First nanosatellite Malaysian spacecraft

UiTMSAT-1 was a Malaysian nanosatellite, built primarily by Universiti Teknologi MARA (UiTM) as part of the multi-nation Birds-2 project. The 1U CubeSat was launched into space on 29 June 2018 and deployed from the International Space Station (ISS) on 10 August 2018.

== Background ==
Malaysia has had several satellites in orbit, beginning with the MEASAT constellation, first operational in 1996. Their first microsatellite, TiungSAT-1, was launched in 2000.

== Development ==
Planning for the mission began in December 2016 at the Kyushu Institute of Technology (KIT). UiTM postgraduate students Syazana Basyirah Mohammad Zaki and Muhammad Hasif Azami developed the satellite over a 19-month period and collaborated with eight other students from the Philippines, Bhutan, and Japan. This collaboration also inspired the creation of a new Communication Satellite Centre at Universiti Teknologi MARA (UiTM).

----

— EXERCISE —
Please repeat the passage from the text on the UiTMSAT-1 satellite exactly, starting with "First nanosatellite Malaysian" and going on through "10 August 2018.".

Items from a data source
----

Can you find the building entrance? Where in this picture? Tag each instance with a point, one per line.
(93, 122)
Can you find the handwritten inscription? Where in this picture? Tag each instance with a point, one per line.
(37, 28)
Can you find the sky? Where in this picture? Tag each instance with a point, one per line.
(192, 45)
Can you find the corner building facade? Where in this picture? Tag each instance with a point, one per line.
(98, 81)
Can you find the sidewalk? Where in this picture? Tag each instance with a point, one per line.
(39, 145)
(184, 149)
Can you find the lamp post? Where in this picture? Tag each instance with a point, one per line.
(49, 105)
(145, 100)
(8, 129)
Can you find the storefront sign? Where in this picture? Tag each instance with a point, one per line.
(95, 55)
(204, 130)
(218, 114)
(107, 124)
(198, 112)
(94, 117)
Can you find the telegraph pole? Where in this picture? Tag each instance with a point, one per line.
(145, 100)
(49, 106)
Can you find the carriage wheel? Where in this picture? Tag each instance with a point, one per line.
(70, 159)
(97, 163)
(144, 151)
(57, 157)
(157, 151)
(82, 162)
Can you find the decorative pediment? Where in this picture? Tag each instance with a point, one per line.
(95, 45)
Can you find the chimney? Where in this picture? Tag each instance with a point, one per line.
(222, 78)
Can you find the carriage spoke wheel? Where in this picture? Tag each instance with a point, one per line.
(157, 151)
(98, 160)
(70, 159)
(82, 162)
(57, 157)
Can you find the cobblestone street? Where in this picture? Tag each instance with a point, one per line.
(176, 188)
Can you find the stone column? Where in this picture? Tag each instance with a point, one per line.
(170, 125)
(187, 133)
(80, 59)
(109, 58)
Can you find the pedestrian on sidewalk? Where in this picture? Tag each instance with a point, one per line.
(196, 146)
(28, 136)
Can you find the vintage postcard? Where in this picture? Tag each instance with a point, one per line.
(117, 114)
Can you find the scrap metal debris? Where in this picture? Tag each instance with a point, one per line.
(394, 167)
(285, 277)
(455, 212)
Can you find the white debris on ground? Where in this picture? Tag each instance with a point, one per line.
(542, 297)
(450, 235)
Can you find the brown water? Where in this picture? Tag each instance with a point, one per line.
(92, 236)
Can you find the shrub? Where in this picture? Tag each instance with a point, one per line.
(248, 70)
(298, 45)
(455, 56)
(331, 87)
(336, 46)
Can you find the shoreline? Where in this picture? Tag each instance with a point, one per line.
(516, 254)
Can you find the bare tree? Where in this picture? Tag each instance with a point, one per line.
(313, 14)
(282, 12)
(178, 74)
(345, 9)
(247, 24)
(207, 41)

----

— EXERCISE ANSWER —
First nanosatellite Malaysian spacecraft

UiTMSAT-1 was a Malaysian nanosatellite, built primarily by Universiti Teknologi MARA (UiTM) as part of the multi-nation Birds-2 project. The 1U CubeSat was launched into space on 29 June 2018 and deployed from the International Space Station (ISS) on 10 August 2018.